START Record set

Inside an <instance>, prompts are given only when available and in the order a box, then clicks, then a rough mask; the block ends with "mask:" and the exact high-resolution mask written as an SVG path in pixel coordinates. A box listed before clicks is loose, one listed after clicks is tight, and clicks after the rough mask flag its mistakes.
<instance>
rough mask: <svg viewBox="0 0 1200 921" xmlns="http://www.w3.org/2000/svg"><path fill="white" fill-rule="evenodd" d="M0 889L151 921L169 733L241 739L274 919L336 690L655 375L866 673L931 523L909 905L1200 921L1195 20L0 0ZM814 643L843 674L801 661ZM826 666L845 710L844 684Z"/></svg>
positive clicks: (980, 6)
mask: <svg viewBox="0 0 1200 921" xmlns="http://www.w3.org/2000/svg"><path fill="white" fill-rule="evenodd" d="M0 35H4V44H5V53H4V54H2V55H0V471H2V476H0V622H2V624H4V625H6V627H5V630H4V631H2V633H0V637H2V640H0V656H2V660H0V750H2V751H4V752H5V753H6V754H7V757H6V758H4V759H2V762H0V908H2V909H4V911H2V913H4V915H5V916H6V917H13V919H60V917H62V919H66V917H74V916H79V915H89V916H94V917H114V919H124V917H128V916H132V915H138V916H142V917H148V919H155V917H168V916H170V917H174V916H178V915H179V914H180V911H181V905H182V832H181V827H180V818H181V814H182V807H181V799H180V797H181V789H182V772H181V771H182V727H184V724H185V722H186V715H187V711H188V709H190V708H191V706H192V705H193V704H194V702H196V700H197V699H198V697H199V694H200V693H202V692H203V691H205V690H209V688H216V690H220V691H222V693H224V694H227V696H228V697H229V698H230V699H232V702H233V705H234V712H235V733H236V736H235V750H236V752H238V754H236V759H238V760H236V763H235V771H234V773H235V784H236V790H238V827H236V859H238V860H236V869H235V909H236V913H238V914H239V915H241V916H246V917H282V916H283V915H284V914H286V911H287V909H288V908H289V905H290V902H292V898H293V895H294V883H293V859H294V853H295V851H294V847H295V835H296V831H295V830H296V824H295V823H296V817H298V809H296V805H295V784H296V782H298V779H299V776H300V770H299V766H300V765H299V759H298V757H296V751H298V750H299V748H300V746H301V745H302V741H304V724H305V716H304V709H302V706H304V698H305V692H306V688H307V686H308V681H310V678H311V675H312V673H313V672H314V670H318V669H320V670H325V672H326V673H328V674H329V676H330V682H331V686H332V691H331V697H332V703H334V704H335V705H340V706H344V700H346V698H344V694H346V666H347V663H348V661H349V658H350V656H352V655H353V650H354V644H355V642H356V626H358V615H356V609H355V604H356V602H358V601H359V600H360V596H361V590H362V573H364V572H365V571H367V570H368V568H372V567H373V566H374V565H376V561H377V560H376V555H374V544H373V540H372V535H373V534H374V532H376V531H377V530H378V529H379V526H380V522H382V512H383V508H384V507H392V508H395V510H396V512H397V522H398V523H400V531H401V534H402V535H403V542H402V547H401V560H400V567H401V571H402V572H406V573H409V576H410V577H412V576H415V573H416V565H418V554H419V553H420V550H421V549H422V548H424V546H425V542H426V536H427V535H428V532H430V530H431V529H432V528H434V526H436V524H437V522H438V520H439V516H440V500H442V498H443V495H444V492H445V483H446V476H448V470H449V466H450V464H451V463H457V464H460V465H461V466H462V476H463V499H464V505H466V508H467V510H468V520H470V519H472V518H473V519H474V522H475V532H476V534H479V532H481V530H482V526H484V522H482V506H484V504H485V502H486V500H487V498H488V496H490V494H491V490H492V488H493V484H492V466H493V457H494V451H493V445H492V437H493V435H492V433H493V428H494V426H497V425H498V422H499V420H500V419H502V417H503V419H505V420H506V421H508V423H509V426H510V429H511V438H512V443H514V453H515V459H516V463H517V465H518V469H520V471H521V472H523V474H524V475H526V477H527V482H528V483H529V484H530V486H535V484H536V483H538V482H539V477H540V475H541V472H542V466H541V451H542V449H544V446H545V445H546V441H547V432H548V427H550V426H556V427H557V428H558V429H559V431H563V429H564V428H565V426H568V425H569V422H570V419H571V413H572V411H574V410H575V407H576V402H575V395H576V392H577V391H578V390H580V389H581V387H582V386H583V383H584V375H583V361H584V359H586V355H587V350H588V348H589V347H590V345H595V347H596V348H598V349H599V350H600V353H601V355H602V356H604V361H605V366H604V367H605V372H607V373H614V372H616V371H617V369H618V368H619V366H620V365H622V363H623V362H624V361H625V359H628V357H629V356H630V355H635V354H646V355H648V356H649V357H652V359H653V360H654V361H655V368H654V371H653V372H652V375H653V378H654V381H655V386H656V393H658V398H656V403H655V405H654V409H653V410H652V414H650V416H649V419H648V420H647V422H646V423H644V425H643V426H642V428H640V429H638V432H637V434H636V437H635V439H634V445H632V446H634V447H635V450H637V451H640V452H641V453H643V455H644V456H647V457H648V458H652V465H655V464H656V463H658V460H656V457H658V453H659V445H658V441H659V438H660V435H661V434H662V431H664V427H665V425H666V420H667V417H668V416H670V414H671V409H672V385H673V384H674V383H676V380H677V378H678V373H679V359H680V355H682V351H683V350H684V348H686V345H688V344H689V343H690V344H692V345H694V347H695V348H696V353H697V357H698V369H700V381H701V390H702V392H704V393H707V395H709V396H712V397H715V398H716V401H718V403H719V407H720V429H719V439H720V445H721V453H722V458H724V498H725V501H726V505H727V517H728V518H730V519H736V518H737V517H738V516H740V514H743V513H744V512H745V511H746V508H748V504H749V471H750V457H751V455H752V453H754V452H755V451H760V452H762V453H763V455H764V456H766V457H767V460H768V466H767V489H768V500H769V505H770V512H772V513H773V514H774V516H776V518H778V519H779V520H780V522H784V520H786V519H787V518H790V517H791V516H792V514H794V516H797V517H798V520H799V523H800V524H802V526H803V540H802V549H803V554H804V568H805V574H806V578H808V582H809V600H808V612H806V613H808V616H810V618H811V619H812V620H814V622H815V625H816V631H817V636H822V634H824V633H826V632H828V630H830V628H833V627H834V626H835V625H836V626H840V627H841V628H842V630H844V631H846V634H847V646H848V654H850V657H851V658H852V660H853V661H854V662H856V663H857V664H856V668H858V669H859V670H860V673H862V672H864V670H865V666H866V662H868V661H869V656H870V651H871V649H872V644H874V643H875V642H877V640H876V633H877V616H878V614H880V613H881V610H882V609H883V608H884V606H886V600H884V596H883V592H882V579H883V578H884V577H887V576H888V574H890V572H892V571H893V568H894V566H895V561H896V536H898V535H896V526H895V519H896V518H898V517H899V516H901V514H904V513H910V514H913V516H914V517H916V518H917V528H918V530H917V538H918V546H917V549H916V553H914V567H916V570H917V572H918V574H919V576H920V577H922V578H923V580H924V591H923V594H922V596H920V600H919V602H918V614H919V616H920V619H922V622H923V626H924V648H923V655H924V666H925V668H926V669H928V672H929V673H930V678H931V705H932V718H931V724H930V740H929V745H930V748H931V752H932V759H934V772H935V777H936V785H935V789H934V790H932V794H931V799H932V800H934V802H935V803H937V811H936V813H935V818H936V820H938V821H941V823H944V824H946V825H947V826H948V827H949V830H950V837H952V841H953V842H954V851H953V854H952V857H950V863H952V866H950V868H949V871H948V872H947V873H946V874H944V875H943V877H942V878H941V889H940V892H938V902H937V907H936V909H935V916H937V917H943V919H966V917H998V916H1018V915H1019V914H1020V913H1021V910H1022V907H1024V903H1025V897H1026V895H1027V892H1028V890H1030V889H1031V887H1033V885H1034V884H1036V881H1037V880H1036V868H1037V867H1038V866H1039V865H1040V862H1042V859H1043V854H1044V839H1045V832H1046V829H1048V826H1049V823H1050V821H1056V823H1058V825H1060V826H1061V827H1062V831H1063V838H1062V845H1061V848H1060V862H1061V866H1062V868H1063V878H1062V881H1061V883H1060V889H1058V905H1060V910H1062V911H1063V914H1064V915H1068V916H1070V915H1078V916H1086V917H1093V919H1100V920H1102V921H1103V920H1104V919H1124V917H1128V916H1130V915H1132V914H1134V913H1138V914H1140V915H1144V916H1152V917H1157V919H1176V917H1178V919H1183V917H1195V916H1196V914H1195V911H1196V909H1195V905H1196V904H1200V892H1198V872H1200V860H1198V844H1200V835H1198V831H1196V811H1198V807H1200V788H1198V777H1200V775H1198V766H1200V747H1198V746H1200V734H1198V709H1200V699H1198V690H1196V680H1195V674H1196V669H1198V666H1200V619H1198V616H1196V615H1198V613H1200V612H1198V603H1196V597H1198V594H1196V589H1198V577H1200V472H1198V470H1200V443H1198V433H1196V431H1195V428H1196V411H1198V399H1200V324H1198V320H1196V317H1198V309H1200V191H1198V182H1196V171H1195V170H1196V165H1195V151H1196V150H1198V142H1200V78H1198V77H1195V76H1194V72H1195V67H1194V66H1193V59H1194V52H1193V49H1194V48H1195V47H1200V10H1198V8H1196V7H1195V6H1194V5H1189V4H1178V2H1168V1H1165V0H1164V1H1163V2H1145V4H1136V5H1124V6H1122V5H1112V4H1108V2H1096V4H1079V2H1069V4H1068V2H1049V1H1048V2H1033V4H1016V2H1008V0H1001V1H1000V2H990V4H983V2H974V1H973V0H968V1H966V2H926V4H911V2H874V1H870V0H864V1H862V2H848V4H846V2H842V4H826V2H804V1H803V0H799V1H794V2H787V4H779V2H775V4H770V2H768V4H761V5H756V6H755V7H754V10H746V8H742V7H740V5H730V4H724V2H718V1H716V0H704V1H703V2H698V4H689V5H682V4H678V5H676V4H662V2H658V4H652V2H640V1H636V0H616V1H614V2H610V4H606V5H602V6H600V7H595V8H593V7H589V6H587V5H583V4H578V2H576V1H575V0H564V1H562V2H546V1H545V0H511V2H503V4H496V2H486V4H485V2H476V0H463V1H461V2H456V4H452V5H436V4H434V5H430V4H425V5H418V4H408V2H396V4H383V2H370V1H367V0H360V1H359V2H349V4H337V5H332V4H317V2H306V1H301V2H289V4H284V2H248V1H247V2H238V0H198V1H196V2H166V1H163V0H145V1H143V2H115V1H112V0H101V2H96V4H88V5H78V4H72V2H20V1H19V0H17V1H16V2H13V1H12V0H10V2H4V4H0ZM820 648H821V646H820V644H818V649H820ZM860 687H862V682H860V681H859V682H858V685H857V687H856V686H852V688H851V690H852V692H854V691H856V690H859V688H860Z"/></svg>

END Record set
START Record set

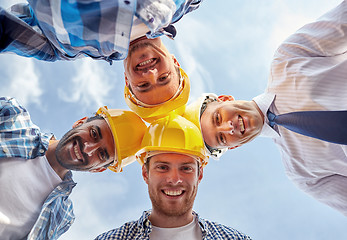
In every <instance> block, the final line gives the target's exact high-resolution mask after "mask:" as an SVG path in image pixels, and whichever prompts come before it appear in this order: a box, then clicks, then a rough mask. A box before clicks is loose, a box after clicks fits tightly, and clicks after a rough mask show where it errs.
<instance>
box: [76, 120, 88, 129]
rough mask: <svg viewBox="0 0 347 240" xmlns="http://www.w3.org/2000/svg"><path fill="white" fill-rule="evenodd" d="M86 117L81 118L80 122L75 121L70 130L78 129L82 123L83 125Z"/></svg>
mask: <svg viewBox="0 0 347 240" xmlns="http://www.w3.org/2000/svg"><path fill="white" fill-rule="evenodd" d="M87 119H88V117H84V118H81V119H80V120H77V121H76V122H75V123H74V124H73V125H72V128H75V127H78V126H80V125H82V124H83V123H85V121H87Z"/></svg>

END Record set

→ Exercise
Given the records above, return exactly the lines starting at the line containing "Inside an <instance>, prompts" and ending at the line containing "889L151 921L169 733L241", including both.

→ Completed task
Inside an <instance>, prompts are given only when available and in the order a box, then clicks, then a rough mask; the block ends with "mask:" and the exact high-resolution mask written as an SVG path in pixel coordinates. A box listed before clicks is loose, one listed after clicks is tight, and clicks after the rough mask flag its mistakes.
<instance>
rough mask: <svg viewBox="0 0 1200 921" xmlns="http://www.w3.org/2000/svg"><path fill="white" fill-rule="evenodd" d="M0 889L151 921L169 733L241 739L274 919L336 690L655 375L866 673L931 523L909 905L1200 921L1195 20L0 0ZM814 643L843 674L801 661ZM826 666L845 710L844 684Z"/></svg>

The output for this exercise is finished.